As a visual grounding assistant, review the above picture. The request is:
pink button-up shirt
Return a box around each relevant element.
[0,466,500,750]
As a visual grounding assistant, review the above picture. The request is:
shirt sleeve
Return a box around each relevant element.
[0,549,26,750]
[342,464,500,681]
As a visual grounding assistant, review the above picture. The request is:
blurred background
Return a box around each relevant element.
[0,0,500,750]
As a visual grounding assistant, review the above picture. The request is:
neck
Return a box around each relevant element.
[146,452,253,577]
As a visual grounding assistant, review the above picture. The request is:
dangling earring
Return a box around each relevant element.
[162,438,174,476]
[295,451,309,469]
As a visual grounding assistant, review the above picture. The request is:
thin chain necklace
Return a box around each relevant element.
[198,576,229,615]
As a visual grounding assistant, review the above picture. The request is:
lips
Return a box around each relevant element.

******

Can you copy out the whole listing above line for line, with no changes at all?

*RESULT*.
As a visual grounding assistant, review the above picture. The request is:
pink button-up shirt
Return a box around each relevant element.
[0,466,500,750]
As a visual grounding assistant, review the above picture. The request is:
shirt sleeve
Return a box around each relevant element.
[0,549,26,750]
[342,464,500,681]
As a visual grounding assistant, review the above picture. The request is:
blurred background
Return a box around each relevant element.
[0,0,500,750]
As a visual grounding assistant, review the above picture. The request is:
neck
Return a box around each relevant element.
[146,452,253,577]
As a visual grounding assistant, review the above picture. The request is:
dangling earring
Return a box around each relevant element.
[162,438,174,476]
[295,451,309,469]
As a visual grounding assistant, review the above picture. The request is:
thin chain necklace
Return a box around each relevant element.
[198,576,229,615]
As a visual grounding assistant, review the above picture. The request is:
lips
Return a box around each relevant element.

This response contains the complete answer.